• **CHALLENGE**
Return the lines of the records running from the line with "Find the white shed" to the line with "x=446, y=347", both included, repeated exactly and with nothing else.

• **SUPPLIED DATA**
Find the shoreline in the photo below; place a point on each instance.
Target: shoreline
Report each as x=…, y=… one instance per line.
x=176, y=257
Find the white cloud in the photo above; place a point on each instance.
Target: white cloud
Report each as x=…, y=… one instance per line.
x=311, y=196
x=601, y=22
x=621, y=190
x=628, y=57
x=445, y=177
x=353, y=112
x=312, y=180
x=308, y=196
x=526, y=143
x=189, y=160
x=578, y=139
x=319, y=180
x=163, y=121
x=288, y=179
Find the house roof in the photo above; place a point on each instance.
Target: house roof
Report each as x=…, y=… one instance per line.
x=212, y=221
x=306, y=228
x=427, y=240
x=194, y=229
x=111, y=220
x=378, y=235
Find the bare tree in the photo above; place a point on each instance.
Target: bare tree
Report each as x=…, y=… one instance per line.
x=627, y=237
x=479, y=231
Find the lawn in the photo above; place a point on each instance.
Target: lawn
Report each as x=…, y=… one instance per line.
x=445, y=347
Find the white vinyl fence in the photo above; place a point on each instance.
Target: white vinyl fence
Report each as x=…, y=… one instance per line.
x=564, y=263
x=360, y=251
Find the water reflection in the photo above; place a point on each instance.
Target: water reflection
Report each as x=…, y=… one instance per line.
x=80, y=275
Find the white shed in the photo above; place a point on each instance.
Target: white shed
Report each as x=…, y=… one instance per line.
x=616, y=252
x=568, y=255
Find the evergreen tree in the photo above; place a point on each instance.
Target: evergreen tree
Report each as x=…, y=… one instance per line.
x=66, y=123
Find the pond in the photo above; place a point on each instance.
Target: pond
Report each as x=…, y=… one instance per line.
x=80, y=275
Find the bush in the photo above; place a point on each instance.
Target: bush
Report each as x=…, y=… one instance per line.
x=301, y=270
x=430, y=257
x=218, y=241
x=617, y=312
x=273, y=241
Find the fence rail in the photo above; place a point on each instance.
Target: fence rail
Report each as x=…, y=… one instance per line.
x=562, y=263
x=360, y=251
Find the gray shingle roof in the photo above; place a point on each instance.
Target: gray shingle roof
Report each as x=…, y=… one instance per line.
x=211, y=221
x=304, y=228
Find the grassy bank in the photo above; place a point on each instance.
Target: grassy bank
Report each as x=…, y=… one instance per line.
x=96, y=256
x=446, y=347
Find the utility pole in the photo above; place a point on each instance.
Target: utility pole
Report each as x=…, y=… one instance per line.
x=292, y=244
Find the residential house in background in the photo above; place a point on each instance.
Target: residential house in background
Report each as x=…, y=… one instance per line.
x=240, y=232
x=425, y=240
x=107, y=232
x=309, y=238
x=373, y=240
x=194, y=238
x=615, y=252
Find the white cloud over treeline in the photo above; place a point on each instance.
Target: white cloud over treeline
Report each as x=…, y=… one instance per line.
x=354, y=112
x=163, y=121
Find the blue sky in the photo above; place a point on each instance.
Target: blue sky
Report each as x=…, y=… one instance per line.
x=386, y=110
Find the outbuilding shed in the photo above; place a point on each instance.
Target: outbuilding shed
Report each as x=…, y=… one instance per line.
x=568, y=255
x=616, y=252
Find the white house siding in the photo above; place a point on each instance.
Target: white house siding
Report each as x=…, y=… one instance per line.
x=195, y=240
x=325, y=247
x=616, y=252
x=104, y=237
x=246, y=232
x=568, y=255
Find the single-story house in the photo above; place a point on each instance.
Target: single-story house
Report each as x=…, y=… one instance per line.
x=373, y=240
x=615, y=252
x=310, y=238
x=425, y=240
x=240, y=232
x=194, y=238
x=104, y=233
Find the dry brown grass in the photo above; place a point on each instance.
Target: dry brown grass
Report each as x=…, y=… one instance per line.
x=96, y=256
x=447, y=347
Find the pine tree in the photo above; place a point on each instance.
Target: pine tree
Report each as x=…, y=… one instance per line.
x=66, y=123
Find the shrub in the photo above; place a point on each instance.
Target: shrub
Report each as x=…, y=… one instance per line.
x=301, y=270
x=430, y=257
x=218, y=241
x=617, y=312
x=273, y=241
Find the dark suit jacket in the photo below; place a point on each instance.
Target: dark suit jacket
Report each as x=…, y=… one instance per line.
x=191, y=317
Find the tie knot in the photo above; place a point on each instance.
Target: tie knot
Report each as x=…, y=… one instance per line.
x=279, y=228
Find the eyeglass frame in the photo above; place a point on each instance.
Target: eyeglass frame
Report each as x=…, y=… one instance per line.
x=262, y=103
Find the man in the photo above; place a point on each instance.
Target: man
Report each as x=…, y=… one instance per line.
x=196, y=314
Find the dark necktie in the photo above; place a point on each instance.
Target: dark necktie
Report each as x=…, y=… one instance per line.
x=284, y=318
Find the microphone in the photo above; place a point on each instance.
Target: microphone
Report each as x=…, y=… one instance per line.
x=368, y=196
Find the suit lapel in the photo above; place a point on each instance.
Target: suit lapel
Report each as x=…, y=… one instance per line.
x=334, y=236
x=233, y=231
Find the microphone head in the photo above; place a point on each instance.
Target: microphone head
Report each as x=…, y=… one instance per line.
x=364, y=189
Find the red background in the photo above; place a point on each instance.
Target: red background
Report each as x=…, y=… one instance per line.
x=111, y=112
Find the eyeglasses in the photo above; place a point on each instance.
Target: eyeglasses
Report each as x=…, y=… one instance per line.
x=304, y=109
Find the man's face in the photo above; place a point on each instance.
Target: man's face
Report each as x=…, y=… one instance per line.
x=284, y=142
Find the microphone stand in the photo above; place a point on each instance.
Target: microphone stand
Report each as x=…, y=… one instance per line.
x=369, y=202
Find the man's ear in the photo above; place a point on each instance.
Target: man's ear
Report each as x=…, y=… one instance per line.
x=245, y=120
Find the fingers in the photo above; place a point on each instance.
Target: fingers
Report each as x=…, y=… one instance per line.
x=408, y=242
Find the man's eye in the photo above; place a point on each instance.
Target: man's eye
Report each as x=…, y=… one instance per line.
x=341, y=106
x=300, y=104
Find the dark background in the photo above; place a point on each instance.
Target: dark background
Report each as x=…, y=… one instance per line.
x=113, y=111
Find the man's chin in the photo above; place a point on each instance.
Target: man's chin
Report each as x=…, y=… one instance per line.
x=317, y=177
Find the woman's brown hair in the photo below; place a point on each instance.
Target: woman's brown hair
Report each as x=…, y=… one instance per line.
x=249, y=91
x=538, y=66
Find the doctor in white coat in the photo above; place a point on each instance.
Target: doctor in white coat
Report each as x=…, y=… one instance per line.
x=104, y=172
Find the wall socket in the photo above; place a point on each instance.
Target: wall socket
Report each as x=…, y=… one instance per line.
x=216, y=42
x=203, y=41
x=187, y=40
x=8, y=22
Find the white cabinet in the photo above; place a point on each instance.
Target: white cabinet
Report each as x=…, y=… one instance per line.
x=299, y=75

• **THE REPLY**
Find the white shed in the photo above; place a point on each instance.
Target: white shed
Report each as x=…, y=… one instance per line.
x=616, y=252
x=568, y=255
Find the evergreen tree in the photo above; place a point on each instance.
Target: evergreen tree
Report each as x=…, y=… one instance per line.
x=66, y=123
Find the pond in the photo above; place a point on each instance.
Target: pond
Report each as x=…, y=… one instance per line.
x=80, y=275
Find the bush in the photo above; place a point on each instance.
Target: bush
Report each as x=…, y=… one instance per line.
x=301, y=270
x=430, y=257
x=218, y=241
x=617, y=312
x=273, y=241
Find the fence rail in the photo above; place a point on each instance.
Target: fence rail
Report each as x=…, y=… one instance per line.
x=562, y=263
x=360, y=251
Find the gray shingle roof in the photo above; place a point on each instance.
Target: gray shingle roof
Report each as x=…, y=… one instance per line.
x=211, y=221
x=304, y=228
Find the grassy bank in the photo above; place a point on each instance.
Target: grassy bank
Report each as x=…, y=… one instance per line.
x=96, y=256
x=446, y=347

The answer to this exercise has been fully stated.